Le Résumé de l’éditeur : Automne 1913. A Paris et ailleurs – de Budapest à la Birmanie en passant par Venise -, une jeune femme intrépide, Gabrielle Demachy, mène une périlleuse enquête d’amour, munie, pour tout indice, d’un sulfureux cahier hongrois recelant tous les poisons – des secrets de cœur au secret-défense. Habité par les passions, les complots, le crime, l’espionnage, et par toutes les aventures qu’en ce début du XXe siècle vivent simultanément la science, le cinéma ou l’industrie, Dans la main du diable est une ample et voluptueuse fresque qui inscrit les destinées sentimentales de ses personnages dans l’histoire d’une société dont la modernité est en train de bouleverser les repères. En 1913, Gabrielle Demachy s’avance, lumineuse et ardente, dans les rues de Paris, sur les chemins du Mesnil ; entre l’envol et la chute, entre eaux et sables, la voici qui s’engage dans le roman de sa vie.
L’Auteur : Auteur d’une œuvre littéraire de tout premier plan, Anne-Marie Carat a obtenu le prix Femina pour son roman Aden (Le Seuil, 1992) et conquis un large public avec Dans la main du diable, paru en 2006 chez Actes Sud où elle a également publié L’Amour de loin (1998), Les Mal Famées (2000 ; Babel n°557), L’Insomniaque (Babel n° 440), Nous nous connaissons déjà (200.3 ; Babel n° 741), La Rotonde (2004) et Une faim de loup. Lecture du « Petit Chaperon rouge » (2004).
Mon avis : Ce qui est sûr c’est que j’ai eu énormément de mal à y entrer, que je trouvais le style pesant avec ses descriptions interminables, et que l’héroïne me paraissait plutôt mièvre et insipide. Je me souviens très bien m’être dit à un moment –alors que j’étais passée de lecture rapide à lecture disons, transversale – : « Enfin, il se passe quelque chose ! » et … j’étais quand même page 437 (sur 1288 que compte l’édition de poche Babel)!!!

════════════════════

Travail demandé>
1. Recopiez mot pour mot les entrées, depuis leur toute première ligne jusqu'à la ligne qui contient « Z M 336 528 », cette dernière comprise.
2. Rédigez la suite de la présentation de Dans la main du diable en reprenant juste après sa dernière phrase.

════════════════════

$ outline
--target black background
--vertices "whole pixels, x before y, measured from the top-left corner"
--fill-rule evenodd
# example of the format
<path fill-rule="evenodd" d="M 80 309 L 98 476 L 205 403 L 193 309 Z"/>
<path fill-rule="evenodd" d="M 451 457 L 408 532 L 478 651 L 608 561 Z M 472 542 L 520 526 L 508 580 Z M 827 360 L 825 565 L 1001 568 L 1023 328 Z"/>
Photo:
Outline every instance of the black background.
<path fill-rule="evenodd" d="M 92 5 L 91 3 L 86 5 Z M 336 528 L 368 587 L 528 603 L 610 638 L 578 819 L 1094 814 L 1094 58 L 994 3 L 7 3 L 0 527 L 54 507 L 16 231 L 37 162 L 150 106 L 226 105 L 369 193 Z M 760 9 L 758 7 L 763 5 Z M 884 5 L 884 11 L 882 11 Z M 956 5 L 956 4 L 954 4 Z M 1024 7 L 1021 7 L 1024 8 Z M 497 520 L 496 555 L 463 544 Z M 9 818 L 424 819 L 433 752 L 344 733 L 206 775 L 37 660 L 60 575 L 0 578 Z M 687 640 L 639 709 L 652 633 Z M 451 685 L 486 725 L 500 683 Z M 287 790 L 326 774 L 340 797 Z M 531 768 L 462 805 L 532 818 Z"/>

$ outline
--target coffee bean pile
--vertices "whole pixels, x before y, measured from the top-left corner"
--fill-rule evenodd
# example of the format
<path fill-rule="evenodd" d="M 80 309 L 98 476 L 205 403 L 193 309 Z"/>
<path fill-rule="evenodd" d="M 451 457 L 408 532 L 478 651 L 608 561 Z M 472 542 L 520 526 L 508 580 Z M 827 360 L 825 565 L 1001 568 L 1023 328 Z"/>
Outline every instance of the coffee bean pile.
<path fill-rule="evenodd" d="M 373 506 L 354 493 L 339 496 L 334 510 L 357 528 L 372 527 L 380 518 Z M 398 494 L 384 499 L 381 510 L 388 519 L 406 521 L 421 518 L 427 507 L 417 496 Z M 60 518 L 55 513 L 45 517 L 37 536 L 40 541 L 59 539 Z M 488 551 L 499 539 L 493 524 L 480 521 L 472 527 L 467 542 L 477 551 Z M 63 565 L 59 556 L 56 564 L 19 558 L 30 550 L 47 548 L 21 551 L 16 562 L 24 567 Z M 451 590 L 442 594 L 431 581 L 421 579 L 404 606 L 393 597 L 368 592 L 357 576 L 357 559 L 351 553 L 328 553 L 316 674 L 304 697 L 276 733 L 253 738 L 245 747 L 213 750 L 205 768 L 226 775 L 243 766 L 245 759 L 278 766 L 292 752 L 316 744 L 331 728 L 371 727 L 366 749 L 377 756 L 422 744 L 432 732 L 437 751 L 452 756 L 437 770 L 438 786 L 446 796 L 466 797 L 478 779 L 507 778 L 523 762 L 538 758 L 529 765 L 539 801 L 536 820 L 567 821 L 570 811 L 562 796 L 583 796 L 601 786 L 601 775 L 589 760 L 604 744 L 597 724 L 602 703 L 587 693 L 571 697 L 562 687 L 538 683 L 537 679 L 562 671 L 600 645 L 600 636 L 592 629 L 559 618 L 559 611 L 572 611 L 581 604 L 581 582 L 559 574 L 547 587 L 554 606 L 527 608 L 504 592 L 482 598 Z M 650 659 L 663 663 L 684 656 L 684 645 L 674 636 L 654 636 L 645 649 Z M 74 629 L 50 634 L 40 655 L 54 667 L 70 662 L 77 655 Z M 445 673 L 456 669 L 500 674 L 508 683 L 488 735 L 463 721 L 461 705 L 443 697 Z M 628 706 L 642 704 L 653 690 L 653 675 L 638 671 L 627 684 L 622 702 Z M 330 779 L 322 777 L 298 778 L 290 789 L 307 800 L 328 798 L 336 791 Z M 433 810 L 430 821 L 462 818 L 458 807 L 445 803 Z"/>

════════════════════

Réponses>
1.
$ outline
--target black background
--vertices "whole pixels, x before y, measured from the top-left corner"
--fill-rule evenodd
# example of the format
<path fill-rule="evenodd" d="M 80 309 L 98 476 L 205 403 L 193 309 Z"/>
<path fill-rule="evenodd" d="M 451 457 L 408 532 L 478 651 L 608 561 Z M 472 542 L 520 526 L 508 580 Z M 827 360 L 825 565 L 1001 568 L 1023 328 Z"/>
Photo:
Outline every instance of the black background.
<path fill-rule="evenodd" d="M 92 5 L 91 3 L 86 5 Z M 336 528 L 368 587 L 528 603 L 610 638 L 578 819 L 1094 814 L 1094 58 L 994 3 L 7 3 L 0 527 L 54 507 L 16 231 L 37 162 L 150 106 L 226 105 L 369 193 Z M 760 9 L 758 7 L 763 5 Z M 884 5 L 884 11 L 882 11 Z M 956 5 L 956 4 L 954 4 Z M 1024 7 L 1021 7 L 1024 8 Z M 497 520 L 496 555 L 463 544 Z M 9 818 L 424 819 L 433 752 L 344 733 L 206 775 L 37 660 L 60 575 L 0 578 Z M 687 640 L 639 709 L 652 633 Z M 451 685 L 486 725 L 500 683 Z M 287 790 L 326 774 L 340 797 Z M 531 768 L 462 805 L 532 818 Z"/>

2.
Et pourtant. A partir de là, je n’ai plus lâché et j’ai même enchaîné directement sur le second tome, « L’enfant des ténèbres » où l’on retrouve nos personnages à la veille de la seconde guerre.
L’héroïne s’est avérée finalement beaucoup plus complexe et profonde qu’à première vue, comme si justement elle ne pouvait se révéler que dans la durée ce qui se confirme dans le 2ème tome.
Ce roman à la fois politique, historique, psychologique, sentimental et d’espionnage nous fait revivre la naissance de notre époque dans cette atmosphère trouble de 1913 où plane, omniprésente l’ombre de cette guerre qui finira par venir, et nous entraîne dans toute l’Europe et dans toutes les couches sociales de cette époque, des bas-fonds à la haute bourgeoisie en passant par les milieux artistiques et scientifiques.
Cette diversité des lieux et milieux est aussi due à la multitude de personnages secondaires qui n’ont de cesse de se croiser, de se perdre et de se retrouver.
Parmi les personnages, on notera la prédominance des femmes, de Mathilde grande bourgeoise chef d’entreprise, à Dora artiste de cabaret lesbienne, à Sophie qui osera quitter son mari, notaire campagnard coureur de jupons, et la vie étriquée qu’il lui impose, toutes adeptes d’un féminisme qui ne dit pas encore son nom.
Quant au style, et bien oui, il n’est pas facile, on est loin, très loin du roman de gare, mais justement c’est bien écrit, c’est même très bien écrit et ça vaut le coup de s’accrocher car c’est sans aucun doute une œuvre littéraire.
Conclusion : A l’époque des SMS et des livres courts et vite lus à l’écriture nerveuse et parfois hachée, il fallait oser cette épopée de près de 1200 pages au style plus proche des écrivains de la fin 19éme ou début 20éme que de nos contemporains. Et bien même si le résultat est un livre exigeant, c’est un pari gagné et je recommande ce livre.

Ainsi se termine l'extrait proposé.